Point labeling examples
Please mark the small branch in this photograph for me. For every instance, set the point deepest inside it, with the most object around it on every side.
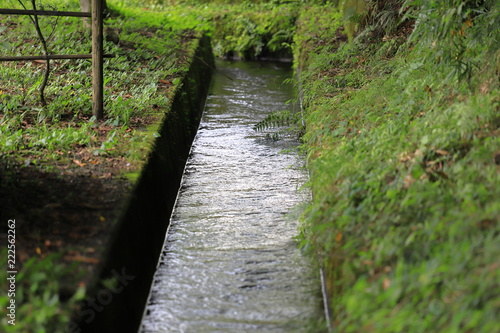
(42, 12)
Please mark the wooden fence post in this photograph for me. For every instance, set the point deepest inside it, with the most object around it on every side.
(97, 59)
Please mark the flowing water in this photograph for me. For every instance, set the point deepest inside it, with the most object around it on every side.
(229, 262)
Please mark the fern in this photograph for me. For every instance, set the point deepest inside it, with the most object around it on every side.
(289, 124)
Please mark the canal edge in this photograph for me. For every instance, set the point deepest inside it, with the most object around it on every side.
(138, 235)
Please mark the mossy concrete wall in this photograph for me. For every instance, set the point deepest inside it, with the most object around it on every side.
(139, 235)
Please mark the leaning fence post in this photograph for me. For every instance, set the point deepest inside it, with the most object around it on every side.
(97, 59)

WHAT YOU NEED TO DO »
Set down the records in full and exactly. Do not carry over any image.

FINISHED EXERCISE »
Please mark the small branch in this photograph for me. For every instance, set the point deepest inside it, with the most object around it on every side.
(42, 12)
Please mark the wooden fence post in this photograph for me. For every instance, set the point deepest inside it, with the most object around it on every side.
(97, 59)
Please mark the flowing water in this photograph for me. For every instance, set the point deepest inside it, with the most object around it on every side.
(229, 262)
Please mark the fern in this photograph for me. For every instance, set the point deepest inside it, with the most object around it on every side.
(289, 124)
Please mark the canal edge in this photograph for me. For every instance, set the point deepest inside it, with the most object around it on every side.
(138, 235)
Please mark the mossy concrete wall in this photograph for me. For every instance, set the point deepest inside it, with the most object around it on every side.
(139, 235)
Please mark the leaning fence post in this photograph for me. For every instance, set the point deepest inside it, with the most object around it on every side.
(97, 59)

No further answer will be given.